(SOURCE RECORDS Opens)
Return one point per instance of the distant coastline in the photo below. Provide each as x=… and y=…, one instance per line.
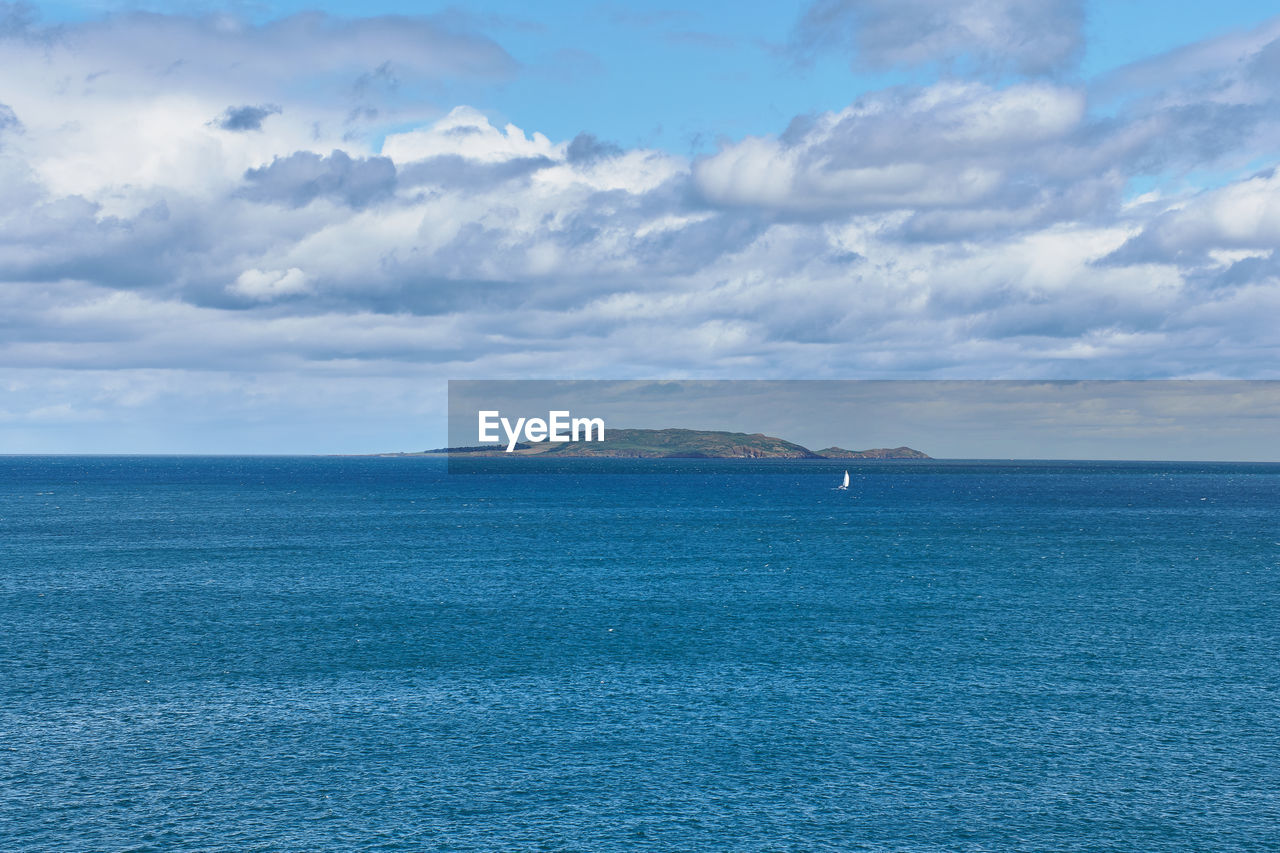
x=673, y=443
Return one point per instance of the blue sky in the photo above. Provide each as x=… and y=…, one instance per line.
x=282, y=227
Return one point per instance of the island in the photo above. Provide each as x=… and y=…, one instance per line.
x=673, y=443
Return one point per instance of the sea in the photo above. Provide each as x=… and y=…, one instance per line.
(SOURCE RECORDS Closes)
| YOUR TASK |
Please transcribe all of the records above exactly, leaving out any pictures.

| REPLY TO THE EXERCISE |
Return one point per instance of the distant coastline in the photo below. Provide each as x=… and y=…, one instance per line.
x=673, y=443
Return one point per instance of the blue sky in the photo above. Provide each as x=… and y=…, one instance per line.
x=282, y=227
Return one point per instance of the island in the photo above. Provide each as x=… and y=…, one instance per line.
x=673, y=443
Return one point per instance of the sea in the photo above. Provide each as x=… and y=…, one instance per line.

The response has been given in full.